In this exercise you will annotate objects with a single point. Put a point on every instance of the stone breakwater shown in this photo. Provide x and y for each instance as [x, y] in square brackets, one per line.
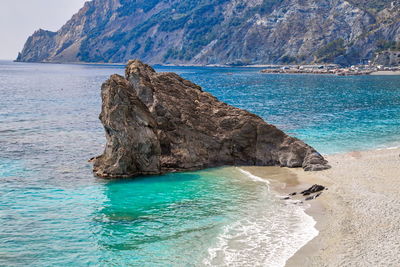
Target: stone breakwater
[159, 122]
[339, 71]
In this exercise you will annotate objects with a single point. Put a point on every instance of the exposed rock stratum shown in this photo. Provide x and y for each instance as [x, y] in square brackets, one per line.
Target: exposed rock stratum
[233, 32]
[159, 122]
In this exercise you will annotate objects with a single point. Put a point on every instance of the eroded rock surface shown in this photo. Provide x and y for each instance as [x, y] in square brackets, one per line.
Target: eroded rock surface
[160, 122]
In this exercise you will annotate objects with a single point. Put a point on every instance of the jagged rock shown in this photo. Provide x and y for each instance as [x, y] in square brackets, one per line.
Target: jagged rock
[313, 189]
[313, 197]
[160, 122]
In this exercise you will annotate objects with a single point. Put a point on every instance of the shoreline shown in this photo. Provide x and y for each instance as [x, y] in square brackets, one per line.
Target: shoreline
[358, 216]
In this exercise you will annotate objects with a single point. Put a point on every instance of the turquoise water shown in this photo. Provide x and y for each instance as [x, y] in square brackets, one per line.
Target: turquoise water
[53, 211]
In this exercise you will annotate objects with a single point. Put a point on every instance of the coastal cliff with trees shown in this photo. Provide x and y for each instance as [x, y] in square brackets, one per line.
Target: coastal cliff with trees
[227, 32]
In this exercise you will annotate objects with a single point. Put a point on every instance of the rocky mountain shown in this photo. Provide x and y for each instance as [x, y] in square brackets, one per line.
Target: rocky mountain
[232, 32]
[159, 122]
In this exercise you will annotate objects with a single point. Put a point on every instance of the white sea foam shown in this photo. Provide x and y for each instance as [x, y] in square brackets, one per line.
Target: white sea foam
[268, 233]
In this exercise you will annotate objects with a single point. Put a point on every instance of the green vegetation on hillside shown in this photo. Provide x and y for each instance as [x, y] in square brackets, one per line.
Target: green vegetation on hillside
[330, 51]
[383, 45]
[373, 6]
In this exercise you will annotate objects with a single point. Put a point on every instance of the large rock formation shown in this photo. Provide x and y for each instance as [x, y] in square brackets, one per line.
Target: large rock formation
[160, 122]
[220, 32]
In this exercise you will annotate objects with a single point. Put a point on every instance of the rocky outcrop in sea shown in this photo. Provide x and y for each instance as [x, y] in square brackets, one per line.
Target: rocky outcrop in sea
[159, 122]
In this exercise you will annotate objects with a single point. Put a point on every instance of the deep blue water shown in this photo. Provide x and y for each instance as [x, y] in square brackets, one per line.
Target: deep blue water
[54, 212]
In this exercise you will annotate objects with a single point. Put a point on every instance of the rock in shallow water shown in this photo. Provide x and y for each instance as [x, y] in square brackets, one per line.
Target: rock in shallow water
[159, 122]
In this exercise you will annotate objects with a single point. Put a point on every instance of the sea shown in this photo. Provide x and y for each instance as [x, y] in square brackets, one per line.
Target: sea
[54, 212]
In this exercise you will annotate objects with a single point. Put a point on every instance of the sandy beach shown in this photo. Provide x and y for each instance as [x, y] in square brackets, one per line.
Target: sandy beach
[358, 217]
[386, 72]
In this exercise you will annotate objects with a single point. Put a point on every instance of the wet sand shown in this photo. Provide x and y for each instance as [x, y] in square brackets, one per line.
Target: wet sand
[359, 216]
[386, 72]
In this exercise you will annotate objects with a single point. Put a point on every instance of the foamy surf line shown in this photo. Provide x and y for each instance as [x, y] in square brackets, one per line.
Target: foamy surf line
[266, 236]
[253, 177]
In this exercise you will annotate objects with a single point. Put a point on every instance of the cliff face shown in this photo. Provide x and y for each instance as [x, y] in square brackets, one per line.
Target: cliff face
[220, 32]
[159, 122]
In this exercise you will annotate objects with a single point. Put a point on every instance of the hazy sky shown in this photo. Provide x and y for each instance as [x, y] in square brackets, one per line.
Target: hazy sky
[20, 18]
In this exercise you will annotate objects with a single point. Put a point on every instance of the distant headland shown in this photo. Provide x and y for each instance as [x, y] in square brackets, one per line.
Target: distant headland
[227, 32]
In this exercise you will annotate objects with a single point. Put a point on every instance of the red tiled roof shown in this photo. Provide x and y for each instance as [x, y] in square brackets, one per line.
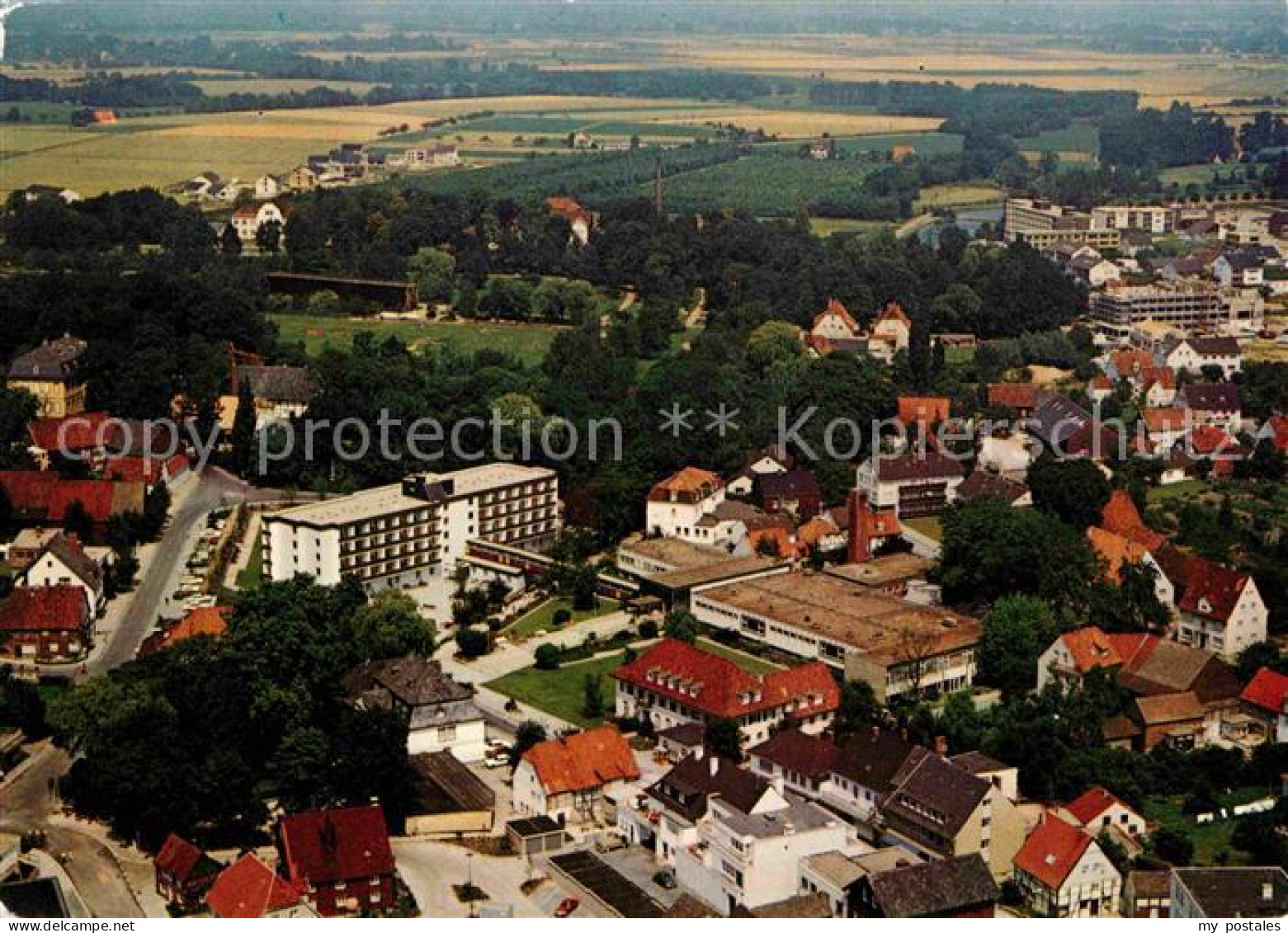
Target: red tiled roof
[893, 312]
[1092, 804]
[1092, 648]
[1012, 395]
[719, 687]
[1053, 851]
[836, 309]
[1267, 690]
[1122, 517]
[1212, 586]
[142, 469]
[178, 857]
[43, 609]
[927, 409]
[583, 761]
[326, 846]
[248, 889]
[686, 480]
[76, 431]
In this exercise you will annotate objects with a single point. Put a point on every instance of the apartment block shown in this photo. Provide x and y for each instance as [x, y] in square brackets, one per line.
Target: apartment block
[410, 533]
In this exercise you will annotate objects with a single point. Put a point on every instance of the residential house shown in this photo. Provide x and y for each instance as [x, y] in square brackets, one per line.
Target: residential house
[44, 624]
[679, 502]
[569, 778]
[891, 332]
[249, 220]
[1228, 892]
[674, 684]
[913, 484]
[183, 873]
[268, 186]
[1019, 398]
[1148, 894]
[795, 492]
[665, 818]
[1214, 403]
[959, 887]
[853, 776]
[835, 331]
[751, 860]
[941, 811]
[200, 620]
[52, 374]
[922, 411]
[440, 712]
[64, 563]
[302, 179]
[340, 857]
[580, 220]
[985, 484]
[249, 889]
[1239, 269]
[1097, 811]
[1220, 609]
[897, 646]
[1063, 871]
[1194, 354]
[1267, 699]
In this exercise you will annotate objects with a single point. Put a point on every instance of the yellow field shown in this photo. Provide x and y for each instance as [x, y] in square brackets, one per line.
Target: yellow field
[957, 195]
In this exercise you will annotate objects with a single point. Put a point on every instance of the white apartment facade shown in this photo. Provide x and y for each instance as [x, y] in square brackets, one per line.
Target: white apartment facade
[408, 535]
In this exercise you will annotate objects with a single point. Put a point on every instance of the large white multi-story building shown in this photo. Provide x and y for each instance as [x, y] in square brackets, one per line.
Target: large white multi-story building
[408, 535]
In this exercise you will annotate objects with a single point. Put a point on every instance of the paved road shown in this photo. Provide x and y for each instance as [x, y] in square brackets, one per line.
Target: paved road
[210, 489]
[26, 802]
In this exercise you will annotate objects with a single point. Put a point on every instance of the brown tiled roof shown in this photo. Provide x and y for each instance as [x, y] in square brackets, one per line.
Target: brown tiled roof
[934, 888]
[326, 846]
[1051, 851]
[583, 761]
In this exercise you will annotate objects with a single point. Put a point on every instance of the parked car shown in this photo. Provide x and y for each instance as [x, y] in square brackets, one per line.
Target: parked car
[665, 880]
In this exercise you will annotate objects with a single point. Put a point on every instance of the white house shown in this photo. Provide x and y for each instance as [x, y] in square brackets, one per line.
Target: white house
[64, 563]
[1064, 873]
[677, 503]
[748, 860]
[267, 186]
[567, 779]
[441, 714]
[249, 220]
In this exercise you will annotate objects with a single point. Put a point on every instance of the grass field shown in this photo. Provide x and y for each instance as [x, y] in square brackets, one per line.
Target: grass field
[541, 618]
[766, 186]
[528, 342]
[957, 195]
[826, 227]
[559, 693]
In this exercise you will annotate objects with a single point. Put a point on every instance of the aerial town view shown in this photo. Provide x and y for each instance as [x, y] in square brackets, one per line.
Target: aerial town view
[695, 459]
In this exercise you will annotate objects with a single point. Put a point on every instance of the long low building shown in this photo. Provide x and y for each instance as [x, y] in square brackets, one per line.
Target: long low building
[894, 645]
[406, 535]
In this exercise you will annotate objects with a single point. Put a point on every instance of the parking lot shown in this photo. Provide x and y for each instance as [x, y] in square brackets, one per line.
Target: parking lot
[606, 883]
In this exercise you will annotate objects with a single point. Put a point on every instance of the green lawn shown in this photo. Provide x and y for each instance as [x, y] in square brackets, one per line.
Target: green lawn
[526, 342]
[252, 574]
[927, 525]
[559, 693]
[748, 663]
[1211, 839]
[541, 618]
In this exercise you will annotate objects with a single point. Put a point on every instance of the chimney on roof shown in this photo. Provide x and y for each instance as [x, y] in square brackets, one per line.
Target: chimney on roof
[859, 547]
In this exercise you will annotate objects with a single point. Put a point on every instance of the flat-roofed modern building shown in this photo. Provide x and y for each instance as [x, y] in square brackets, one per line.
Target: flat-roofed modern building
[1193, 309]
[408, 535]
[895, 645]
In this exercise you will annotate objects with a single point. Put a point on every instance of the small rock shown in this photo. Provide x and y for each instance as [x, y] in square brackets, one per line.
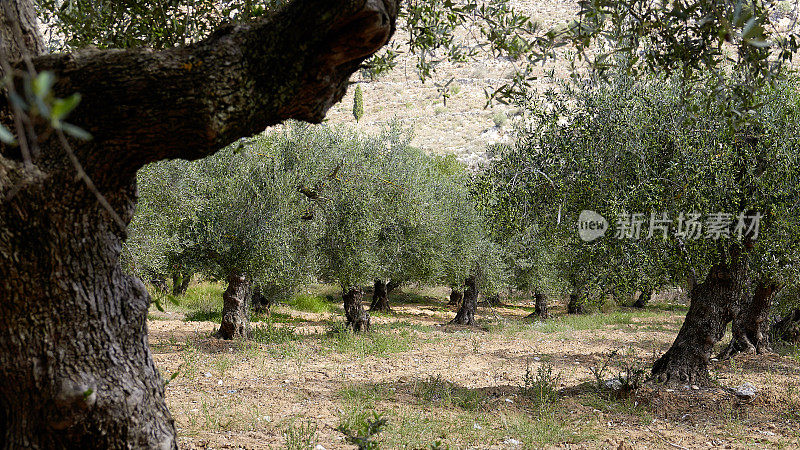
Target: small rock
[746, 391]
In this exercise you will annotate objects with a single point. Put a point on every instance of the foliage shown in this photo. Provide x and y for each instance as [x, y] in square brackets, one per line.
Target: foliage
[651, 147]
[358, 103]
[302, 436]
[363, 434]
[542, 386]
[150, 23]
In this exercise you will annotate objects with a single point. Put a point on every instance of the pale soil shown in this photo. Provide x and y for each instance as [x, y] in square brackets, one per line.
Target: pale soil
[247, 395]
[256, 392]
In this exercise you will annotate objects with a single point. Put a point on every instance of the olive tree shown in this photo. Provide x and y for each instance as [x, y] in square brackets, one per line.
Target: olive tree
[75, 366]
[644, 147]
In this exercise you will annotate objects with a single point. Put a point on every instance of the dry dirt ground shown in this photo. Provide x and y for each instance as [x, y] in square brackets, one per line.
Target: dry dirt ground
[463, 387]
[299, 381]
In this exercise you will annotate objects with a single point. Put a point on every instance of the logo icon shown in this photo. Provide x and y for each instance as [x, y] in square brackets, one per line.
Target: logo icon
[591, 225]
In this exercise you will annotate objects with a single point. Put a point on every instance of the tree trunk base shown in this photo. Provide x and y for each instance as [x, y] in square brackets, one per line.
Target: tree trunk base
[380, 297]
[357, 318]
[456, 297]
[575, 306]
[682, 366]
[788, 328]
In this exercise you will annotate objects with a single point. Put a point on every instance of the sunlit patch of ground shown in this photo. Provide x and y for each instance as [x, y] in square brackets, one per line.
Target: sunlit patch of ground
[303, 378]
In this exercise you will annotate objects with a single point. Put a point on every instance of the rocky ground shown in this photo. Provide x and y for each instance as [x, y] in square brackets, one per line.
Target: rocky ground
[303, 378]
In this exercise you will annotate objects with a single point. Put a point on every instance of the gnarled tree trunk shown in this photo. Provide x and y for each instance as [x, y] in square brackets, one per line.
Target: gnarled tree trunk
[644, 298]
[456, 297]
[575, 305]
[180, 283]
[540, 307]
[788, 328]
[750, 328]
[714, 303]
[235, 308]
[380, 297]
[75, 367]
[469, 304]
[357, 318]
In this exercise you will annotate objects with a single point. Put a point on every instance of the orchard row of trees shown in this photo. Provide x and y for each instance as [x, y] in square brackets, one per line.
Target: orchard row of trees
[657, 147]
[311, 202]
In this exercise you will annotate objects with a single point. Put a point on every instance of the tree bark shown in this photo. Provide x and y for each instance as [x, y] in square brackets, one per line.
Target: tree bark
[235, 308]
[714, 303]
[456, 297]
[357, 318]
[644, 298]
[260, 302]
[750, 328]
[788, 328]
[540, 307]
[380, 297]
[575, 305]
[469, 304]
[75, 367]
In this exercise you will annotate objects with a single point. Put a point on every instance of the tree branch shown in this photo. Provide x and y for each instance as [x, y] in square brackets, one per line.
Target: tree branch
[142, 105]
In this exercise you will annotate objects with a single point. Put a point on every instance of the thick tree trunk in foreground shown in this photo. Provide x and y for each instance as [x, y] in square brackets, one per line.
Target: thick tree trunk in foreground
[750, 328]
[456, 297]
[540, 307]
[788, 328]
[235, 308]
[75, 367]
[644, 298]
[357, 318]
[469, 304]
[575, 305]
[714, 303]
[380, 297]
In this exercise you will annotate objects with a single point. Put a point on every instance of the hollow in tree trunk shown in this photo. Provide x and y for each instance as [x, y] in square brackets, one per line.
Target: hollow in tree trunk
[469, 304]
[540, 307]
[357, 318]
[75, 367]
[235, 308]
[644, 298]
[575, 305]
[750, 328]
[456, 297]
[380, 297]
[714, 303]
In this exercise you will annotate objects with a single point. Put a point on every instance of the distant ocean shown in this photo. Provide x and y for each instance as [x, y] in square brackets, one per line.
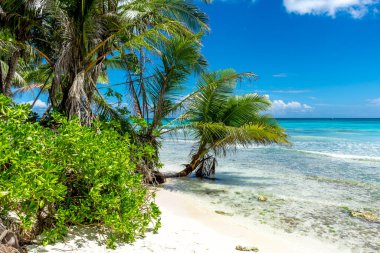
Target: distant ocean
[332, 168]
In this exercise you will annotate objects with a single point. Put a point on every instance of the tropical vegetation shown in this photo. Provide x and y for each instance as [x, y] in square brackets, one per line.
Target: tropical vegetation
[220, 121]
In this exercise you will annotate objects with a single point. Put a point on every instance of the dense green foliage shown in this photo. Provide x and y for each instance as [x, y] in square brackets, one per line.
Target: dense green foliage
[220, 120]
[70, 174]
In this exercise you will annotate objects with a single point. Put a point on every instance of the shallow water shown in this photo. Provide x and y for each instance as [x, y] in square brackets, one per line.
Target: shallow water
[332, 168]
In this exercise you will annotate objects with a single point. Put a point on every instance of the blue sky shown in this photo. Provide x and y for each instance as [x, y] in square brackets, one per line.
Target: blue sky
[315, 58]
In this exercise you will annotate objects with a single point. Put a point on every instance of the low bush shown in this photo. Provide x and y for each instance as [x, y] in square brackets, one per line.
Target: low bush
[54, 177]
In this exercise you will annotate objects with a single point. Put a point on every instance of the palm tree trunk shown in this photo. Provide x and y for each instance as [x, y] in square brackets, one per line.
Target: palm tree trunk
[13, 61]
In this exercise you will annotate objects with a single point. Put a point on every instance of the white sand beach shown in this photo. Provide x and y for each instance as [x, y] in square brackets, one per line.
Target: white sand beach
[187, 226]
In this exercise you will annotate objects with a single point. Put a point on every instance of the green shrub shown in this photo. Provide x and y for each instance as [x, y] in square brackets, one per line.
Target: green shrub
[71, 175]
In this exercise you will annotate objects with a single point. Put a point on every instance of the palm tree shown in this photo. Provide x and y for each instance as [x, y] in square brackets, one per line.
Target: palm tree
[220, 121]
[17, 20]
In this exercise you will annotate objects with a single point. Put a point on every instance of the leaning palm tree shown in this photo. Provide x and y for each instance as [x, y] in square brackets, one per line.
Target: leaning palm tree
[221, 121]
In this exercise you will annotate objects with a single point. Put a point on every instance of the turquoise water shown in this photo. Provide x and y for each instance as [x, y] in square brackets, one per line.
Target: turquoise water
[332, 168]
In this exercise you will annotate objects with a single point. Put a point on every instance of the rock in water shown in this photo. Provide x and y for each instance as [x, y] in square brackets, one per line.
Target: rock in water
[262, 198]
[242, 248]
[368, 216]
[223, 213]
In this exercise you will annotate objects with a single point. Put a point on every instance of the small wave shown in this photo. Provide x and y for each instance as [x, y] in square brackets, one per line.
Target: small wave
[343, 156]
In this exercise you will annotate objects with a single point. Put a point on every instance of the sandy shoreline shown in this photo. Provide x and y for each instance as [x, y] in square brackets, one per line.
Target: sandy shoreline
[187, 226]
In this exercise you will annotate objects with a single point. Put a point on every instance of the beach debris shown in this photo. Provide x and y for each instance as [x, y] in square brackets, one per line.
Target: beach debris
[262, 198]
[243, 248]
[223, 213]
[8, 241]
[368, 216]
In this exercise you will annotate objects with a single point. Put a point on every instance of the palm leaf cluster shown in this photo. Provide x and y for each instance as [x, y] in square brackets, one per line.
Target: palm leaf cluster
[222, 121]
[74, 42]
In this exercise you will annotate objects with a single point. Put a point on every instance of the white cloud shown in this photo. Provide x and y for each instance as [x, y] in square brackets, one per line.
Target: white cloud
[38, 104]
[285, 91]
[280, 75]
[375, 101]
[280, 107]
[356, 8]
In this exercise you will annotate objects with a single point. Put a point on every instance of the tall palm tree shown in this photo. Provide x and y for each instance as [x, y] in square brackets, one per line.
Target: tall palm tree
[17, 20]
[220, 121]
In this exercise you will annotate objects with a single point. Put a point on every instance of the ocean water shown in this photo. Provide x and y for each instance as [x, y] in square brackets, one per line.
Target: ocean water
[331, 169]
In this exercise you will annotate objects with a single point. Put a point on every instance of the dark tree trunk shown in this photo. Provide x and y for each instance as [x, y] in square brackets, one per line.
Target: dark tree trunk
[12, 64]
[189, 168]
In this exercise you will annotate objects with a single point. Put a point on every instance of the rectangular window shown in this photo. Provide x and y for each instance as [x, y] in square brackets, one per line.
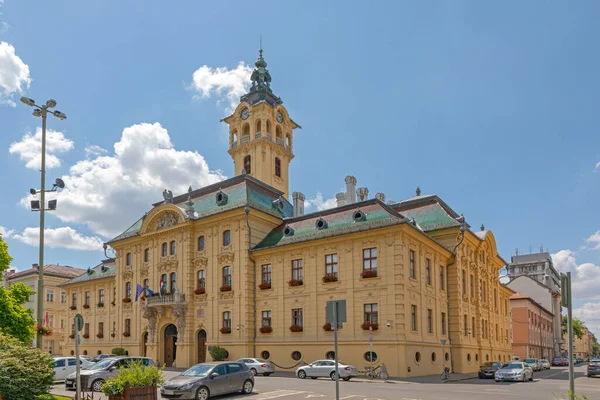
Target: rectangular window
[331, 265]
[443, 323]
[371, 314]
[297, 270]
[266, 318]
[297, 317]
[429, 320]
[227, 319]
[266, 273]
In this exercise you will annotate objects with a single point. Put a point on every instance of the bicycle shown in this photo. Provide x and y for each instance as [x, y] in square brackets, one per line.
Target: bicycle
[378, 372]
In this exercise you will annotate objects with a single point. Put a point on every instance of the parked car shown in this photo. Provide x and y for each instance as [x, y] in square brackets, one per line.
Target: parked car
[534, 363]
[514, 371]
[258, 366]
[205, 380]
[487, 370]
[326, 368]
[593, 368]
[94, 377]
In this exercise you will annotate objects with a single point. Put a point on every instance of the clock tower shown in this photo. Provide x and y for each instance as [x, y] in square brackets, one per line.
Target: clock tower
[261, 132]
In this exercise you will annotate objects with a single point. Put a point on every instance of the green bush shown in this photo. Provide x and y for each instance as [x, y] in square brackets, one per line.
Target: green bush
[136, 375]
[218, 353]
[118, 351]
[24, 372]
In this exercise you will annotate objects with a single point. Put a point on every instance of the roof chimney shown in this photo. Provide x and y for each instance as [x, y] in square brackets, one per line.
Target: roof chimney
[298, 203]
[350, 189]
[363, 194]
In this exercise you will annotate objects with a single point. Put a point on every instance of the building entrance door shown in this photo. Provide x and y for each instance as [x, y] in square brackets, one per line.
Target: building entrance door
[170, 345]
[202, 346]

= Work required =
With pictures left out, extract the lines from the one containing "of the dark" to the end of the material above, both included, exactly as written.

= Output of the task =
In this exercise you will annotate objects with a single point. Put a point on every instance of the dark tree trunk shown in this photo. Provide x and y for each instance as [x, y] in square brackets, one per line.
Target: dark tree trunk
[12, 64]
[189, 168]
In this exercise you will annotate objects with a single point. Put a point on every instance of the rectangular window shown in this photo. Provide x and y for each instance as [x, y] in square brackets, one per line.
Target: rectangular window
[331, 265]
[443, 323]
[371, 314]
[297, 270]
[266, 318]
[297, 317]
[429, 320]
[227, 319]
[266, 273]
In this exercise you will annotate objects with a single point. Put a point on every instance of the bicycle shown in this photo. Provide x and y for each instance as [x, y] in square brackets, one per line.
Target: bicycle
[378, 372]
In this exercise you will annotate objects with a single point. Put a point on every instance of the parked car shown in this photo. Provide x and y for each instance as [x, y] in square brackets, one per line.
Target: parked car
[534, 363]
[514, 371]
[258, 366]
[205, 380]
[487, 370]
[326, 368]
[593, 368]
[94, 377]
In this exercise you will annotate objects with a single point. Put a point on every instance of the clock tower shown in this photo. Provide x and y for each instance as [x, y] in square brackets, one per line.
Target: clock tower
[261, 132]
In this exercise you will annotate objects with a single point. Put a point on every instance of the green bush shown in this photo. Provide x and y for each instance as [x, y] in square brackets, one per line.
Target: green bush
[136, 375]
[218, 353]
[118, 351]
[24, 372]
In this exercise you will annotate objects with a single point. Put a point on every instance of the roof chimney shown in this photo. Provide x and y for each instance as [x, y] in square brackets, one per line.
Target: roof chimney
[298, 203]
[350, 189]
[363, 194]
In this exercise you will annotate objects with a single point. Put a point on every instance of the building entrance door shown in this photo. Provide x and y for each instance as [x, y] in square brackets, one per line.
Target: building entrance door
[170, 345]
[202, 346]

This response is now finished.